On Sun, Dec 14, 2003 at 08:30:48PM +0000, Roger Leigh wrote:
> Nathan Hawkins <utsl@quic.net> writes:
> > I'm not opposed to anything else you've said. I do believe these
> > particular names are a bad idea, however. One of the reasons the BSD
> > mascot is considered "cute" is that it has no real connection with
> > demons, in name, or otherwise. Which to people of several religions are
> > _not_ cute.
> 
> Thanks for raising this point.  I'm very interested in the Debian
> GNU/*BSD efforts, but if named as such I would never consider using
> them (the BSD daemon is, to my mind, only borderline acceptable as it
> is).

What would be unacceptable about it, and why is it only a "borderline"
case?  What would push it over the borderline?

> I'd be happy with an alternate name, which didn't have such unpleasant
> and unholy connotations.

Unpleasant and unholy by what standard?

Which religious sect's standards of decorum is the Debian Project to
officially adopt?

> I don't have any good ideas as or an alternative right now--it's worse
> than a tiebreaker!

This is revealing.  The fundamentalist mind is much more practiced at
identifying what it's opposed to, than at identifying what it supports.

Perhaps we should use the names of famous atheists and other critics of
religion.

David Hume:
 "The Christian religion not only was at first attended with miracles,
  but even at this day cannot be believed by any reasonable person
  without one."
 "When I hear a man is religious, I conclude that he is a rascal,
  although I have known some instances of very good men being
  religious."

Mikhail Bakunin:
 "A jealous lover of human liberty, and deeming it the absolute
  condition of all that we admire and respect in humanity, I reverse the
  phrase of Voltaire, and say that if God really existed, it would be
  necessary to abolish him."

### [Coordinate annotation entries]
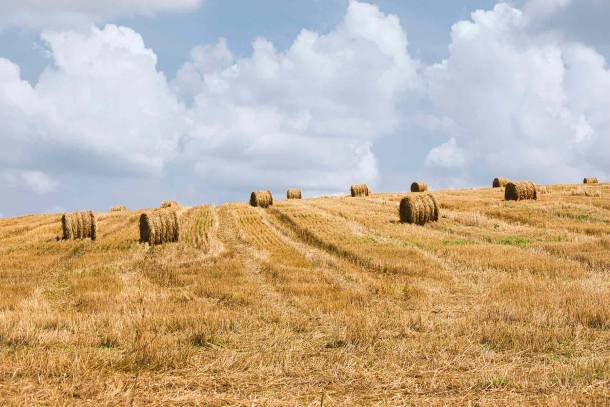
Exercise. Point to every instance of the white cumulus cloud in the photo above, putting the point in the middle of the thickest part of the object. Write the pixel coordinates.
(523, 104)
(103, 124)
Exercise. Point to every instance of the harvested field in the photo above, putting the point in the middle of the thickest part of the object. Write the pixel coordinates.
(327, 301)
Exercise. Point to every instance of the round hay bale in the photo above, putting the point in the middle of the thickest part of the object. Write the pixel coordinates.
(419, 187)
(262, 199)
(79, 225)
(160, 226)
(359, 190)
(169, 204)
(517, 191)
(294, 193)
(500, 182)
(418, 208)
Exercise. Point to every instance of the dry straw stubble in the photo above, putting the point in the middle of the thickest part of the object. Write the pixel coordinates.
(500, 182)
(160, 226)
(419, 208)
(79, 225)
(294, 193)
(419, 187)
(262, 199)
(169, 204)
(359, 190)
(518, 191)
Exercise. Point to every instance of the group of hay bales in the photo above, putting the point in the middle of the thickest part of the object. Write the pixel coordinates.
(163, 226)
(526, 190)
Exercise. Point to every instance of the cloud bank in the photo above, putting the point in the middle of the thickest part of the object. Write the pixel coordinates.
(104, 125)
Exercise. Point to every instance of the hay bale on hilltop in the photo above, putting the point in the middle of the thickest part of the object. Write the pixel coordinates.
(159, 226)
(262, 199)
(169, 204)
(500, 182)
(79, 225)
(419, 208)
(294, 193)
(518, 191)
(419, 187)
(359, 190)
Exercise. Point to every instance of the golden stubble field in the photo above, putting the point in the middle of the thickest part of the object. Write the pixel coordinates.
(327, 301)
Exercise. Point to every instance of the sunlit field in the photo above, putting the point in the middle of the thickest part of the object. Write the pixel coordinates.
(328, 301)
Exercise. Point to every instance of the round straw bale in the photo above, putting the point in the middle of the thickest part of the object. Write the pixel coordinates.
(169, 204)
(359, 190)
(293, 193)
(160, 226)
(79, 225)
(419, 208)
(419, 187)
(517, 191)
(500, 182)
(262, 199)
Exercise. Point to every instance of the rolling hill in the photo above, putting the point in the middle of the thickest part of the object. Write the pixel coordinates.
(326, 301)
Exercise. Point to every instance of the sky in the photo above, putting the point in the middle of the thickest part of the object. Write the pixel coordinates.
(132, 102)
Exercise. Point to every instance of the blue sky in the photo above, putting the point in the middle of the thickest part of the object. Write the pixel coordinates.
(133, 102)
(173, 34)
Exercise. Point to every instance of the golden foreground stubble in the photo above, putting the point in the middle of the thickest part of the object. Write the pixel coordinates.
(327, 301)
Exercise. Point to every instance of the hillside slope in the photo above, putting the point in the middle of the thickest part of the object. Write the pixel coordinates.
(322, 301)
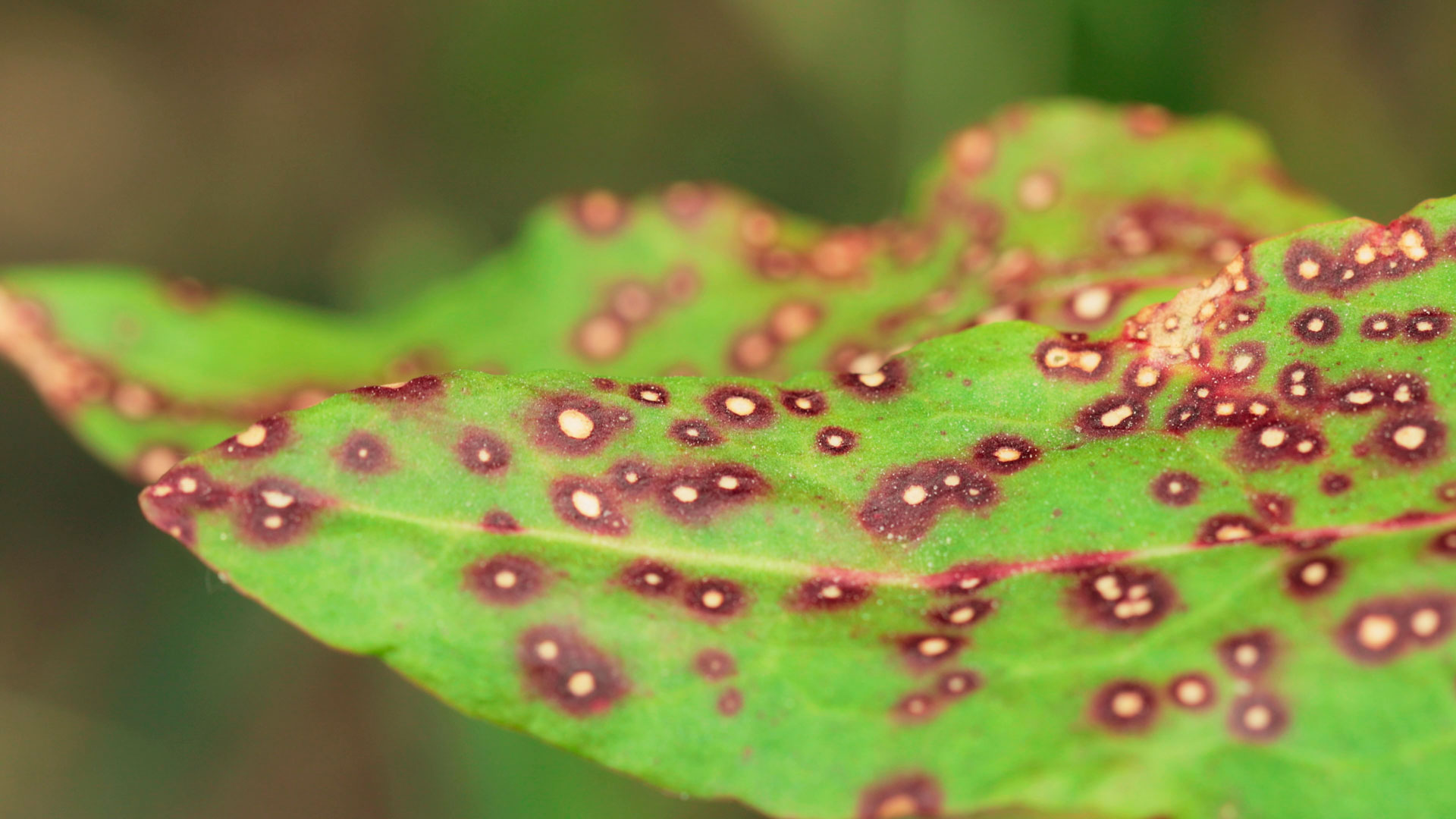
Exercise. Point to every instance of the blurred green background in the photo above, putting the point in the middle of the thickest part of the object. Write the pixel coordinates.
(344, 152)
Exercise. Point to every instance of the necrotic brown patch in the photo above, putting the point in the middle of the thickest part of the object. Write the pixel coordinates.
(259, 441)
(651, 579)
(693, 433)
(1258, 717)
(274, 512)
(506, 579)
(1112, 417)
(906, 502)
(1427, 324)
(651, 394)
(482, 452)
(1247, 654)
(500, 522)
(561, 667)
(740, 407)
(1123, 596)
(1193, 691)
(1125, 706)
(884, 384)
(588, 504)
(830, 594)
(364, 453)
(1005, 453)
(1316, 325)
(1313, 576)
(902, 798)
(807, 403)
(696, 494)
(715, 598)
(836, 441)
(413, 391)
(1175, 488)
(714, 665)
(576, 425)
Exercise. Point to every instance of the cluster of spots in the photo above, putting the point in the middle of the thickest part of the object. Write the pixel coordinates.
(1385, 629)
(506, 579)
(712, 598)
(414, 391)
(576, 425)
(258, 441)
(902, 798)
(626, 306)
(949, 687)
(566, 670)
(759, 346)
(1123, 596)
(908, 500)
(1381, 253)
(364, 453)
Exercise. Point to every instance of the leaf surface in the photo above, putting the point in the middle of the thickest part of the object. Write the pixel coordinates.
(1069, 213)
(1206, 569)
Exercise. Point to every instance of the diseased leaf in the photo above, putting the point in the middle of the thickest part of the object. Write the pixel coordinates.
(1207, 569)
(1068, 212)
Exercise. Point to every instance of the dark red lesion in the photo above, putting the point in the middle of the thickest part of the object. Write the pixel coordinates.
(565, 670)
(506, 579)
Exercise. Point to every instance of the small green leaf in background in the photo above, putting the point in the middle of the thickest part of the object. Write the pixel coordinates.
(1206, 569)
(1071, 213)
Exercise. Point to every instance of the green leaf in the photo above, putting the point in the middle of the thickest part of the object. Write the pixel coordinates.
(1207, 569)
(1066, 212)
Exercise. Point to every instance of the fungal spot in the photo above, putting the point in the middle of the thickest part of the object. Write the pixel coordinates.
(1381, 327)
(274, 512)
(1427, 324)
(566, 670)
(1193, 691)
(715, 598)
(482, 452)
(258, 441)
(1248, 654)
(1005, 453)
(413, 391)
(1258, 717)
(574, 425)
(1125, 707)
(830, 594)
(965, 613)
(506, 580)
(1112, 416)
(651, 394)
(1123, 598)
(1175, 488)
(740, 407)
(651, 579)
(588, 504)
(804, 403)
(1316, 325)
(699, 493)
(714, 665)
(883, 384)
(500, 522)
(693, 433)
(900, 799)
(906, 502)
(364, 453)
(836, 441)
(1410, 439)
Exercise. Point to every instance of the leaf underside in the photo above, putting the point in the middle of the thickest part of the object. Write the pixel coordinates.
(1204, 569)
(1068, 213)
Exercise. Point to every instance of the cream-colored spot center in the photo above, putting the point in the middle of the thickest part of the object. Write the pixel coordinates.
(585, 503)
(576, 425)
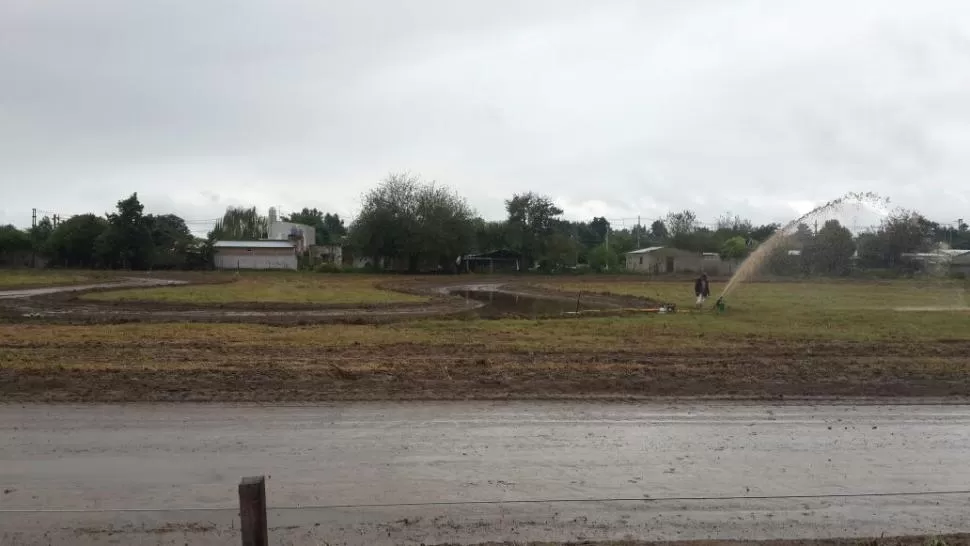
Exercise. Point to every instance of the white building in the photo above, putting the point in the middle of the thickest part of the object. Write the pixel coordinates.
(302, 235)
(254, 255)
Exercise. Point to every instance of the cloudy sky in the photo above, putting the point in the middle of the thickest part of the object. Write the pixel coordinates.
(613, 108)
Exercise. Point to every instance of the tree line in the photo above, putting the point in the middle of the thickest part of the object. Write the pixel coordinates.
(411, 225)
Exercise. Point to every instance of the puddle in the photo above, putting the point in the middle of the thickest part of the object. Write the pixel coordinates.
(502, 304)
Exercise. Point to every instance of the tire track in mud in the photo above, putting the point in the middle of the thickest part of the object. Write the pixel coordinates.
(62, 305)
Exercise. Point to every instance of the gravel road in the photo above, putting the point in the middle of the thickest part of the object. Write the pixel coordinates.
(167, 474)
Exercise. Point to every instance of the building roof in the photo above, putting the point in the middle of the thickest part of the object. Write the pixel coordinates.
(647, 250)
(253, 244)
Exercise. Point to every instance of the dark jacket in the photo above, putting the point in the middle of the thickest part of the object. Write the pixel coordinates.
(702, 287)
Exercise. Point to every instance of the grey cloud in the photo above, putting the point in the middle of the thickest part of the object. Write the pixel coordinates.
(617, 108)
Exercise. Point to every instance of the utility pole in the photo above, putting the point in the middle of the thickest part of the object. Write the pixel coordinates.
(639, 229)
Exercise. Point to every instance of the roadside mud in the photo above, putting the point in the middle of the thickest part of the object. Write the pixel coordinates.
(448, 297)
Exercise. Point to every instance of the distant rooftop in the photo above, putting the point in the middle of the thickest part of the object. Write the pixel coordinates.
(253, 244)
(645, 250)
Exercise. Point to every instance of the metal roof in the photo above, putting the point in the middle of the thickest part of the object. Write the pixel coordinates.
(645, 250)
(253, 244)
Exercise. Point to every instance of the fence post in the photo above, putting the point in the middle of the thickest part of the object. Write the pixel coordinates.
(252, 511)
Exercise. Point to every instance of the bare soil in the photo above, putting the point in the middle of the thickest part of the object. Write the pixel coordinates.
(139, 369)
(68, 307)
(947, 540)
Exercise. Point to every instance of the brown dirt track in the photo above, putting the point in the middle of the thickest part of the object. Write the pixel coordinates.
(79, 352)
(196, 370)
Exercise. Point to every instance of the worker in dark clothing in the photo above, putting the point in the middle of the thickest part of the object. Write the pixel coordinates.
(702, 289)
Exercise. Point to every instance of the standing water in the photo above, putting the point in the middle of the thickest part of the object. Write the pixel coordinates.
(757, 258)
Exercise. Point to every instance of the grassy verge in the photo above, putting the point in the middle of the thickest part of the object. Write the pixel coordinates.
(267, 288)
(948, 540)
(792, 339)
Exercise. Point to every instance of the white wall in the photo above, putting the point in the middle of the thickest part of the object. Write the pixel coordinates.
(254, 261)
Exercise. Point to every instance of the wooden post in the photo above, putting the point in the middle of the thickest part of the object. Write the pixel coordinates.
(252, 511)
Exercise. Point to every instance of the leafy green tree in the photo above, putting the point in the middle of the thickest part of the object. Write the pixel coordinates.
(40, 233)
(658, 230)
(600, 226)
(490, 236)
(735, 248)
(603, 258)
(444, 227)
(413, 224)
(15, 246)
(127, 242)
(764, 232)
(240, 224)
(172, 240)
(12, 240)
(74, 242)
(530, 218)
(681, 223)
(559, 250)
(734, 224)
(329, 228)
(830, 252)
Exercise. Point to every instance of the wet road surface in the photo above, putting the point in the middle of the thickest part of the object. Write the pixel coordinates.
(387, 473)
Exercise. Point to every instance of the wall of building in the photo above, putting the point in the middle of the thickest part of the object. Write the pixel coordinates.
(280, 231)
(656, 262)
(257, 258)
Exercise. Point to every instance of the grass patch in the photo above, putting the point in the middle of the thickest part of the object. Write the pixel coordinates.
(269, 288)
(833, 310)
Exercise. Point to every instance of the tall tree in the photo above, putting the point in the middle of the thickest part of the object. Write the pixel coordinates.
(830, 252)
(600, 226)
(764, 232)
(733, 223)
(413, 224)
(14, 245)
(40, 233)
(127, 241)
(240, 224)
(172, 240)
(336, 230)
(530, 219)
(74, 243)
(329, 228)
(681, 223)
(735, 248)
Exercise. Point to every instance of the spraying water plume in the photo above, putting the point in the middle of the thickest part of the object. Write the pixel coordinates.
(756, 260)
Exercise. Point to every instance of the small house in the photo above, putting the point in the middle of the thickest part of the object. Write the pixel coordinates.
(660, 259)
(254, 255)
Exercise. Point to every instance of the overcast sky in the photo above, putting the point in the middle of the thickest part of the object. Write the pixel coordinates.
(612, 108)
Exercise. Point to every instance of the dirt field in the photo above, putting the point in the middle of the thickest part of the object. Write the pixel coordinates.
(775, 340)
(950, 540)
(255, 287)
(11, 279)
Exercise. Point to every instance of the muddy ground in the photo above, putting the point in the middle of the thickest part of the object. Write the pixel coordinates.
(142, 369)
(217, 365)
(450, 296)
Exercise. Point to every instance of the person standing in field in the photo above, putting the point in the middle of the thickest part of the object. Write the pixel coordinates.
(702, 289)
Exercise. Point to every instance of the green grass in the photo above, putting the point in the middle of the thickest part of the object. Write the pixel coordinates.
(13, 279)
(831, 310)
(269, 288)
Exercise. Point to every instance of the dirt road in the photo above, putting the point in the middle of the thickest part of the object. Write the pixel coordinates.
(504, 471)
(127, 282)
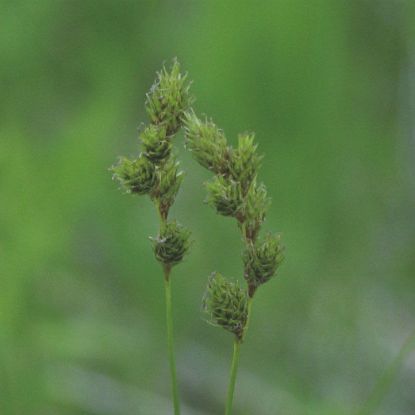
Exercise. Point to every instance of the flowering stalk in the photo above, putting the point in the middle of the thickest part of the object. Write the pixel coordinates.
(155, 172)
(234, 191)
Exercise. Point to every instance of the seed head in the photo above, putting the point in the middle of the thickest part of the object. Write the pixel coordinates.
(225, 196)
(135, 176)
(262, 260)
(206, 142)
(226, 304)
(168, 180)
(155, 144)
(171, 244)
(255, 208)
(168, 99)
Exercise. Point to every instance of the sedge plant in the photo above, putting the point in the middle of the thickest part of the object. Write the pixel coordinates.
(156, 173)
(234, 191)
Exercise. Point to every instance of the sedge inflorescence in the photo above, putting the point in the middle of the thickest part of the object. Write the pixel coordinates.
(234, 191)
(156, 171)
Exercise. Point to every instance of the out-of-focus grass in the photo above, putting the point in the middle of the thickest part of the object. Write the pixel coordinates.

### [GIVEN TASK A]
Translate this sentence from the Debian naming discussion into Spanish: "Which religious sect's standards of decorum is the Debian Project to officially adopt?"
### [GIVEN TASK B]
Duplicate the records from the line with "Exercise. Point to every instance of the fungal" to the line with "(1410, 439)", and give only those lines.

### [RIGHT ANSWER A]
¿Las normas de decoro de qué secta religiosa ha de adoptar oficialmente el Proyecto Debian?

### [RIGHT ANSWER B]
Exercise. Point to every instance of the fungal spot in the photo above, putting the point in the middle of the thickest part of the object. Write the pixel coordinates.
(1381, 327)
(274, 512)
(1427, 324)
(566, 670)
(1193, 691)
(715, 598)
(482, 452)
(258, 441)
(1248, 654)
(1005, 453)
(413, 391)
(1258, 717)
(574, 425)
(1125, 707)
(830, 594)
(965, 613)
(506, 580)
(1112, 416)
(651, 394)
(1123, 598)
(1175, 488)
(740, 407)
(651, 579)
(588, 504)
(804, 403)
(1316, 325)
(699, 493)
(714, 665)
(883, 384)
(500, 522)
(693, 433)
(900, 799)
(906, 502)
(364, 453)
(836, 441)
(1410, 439)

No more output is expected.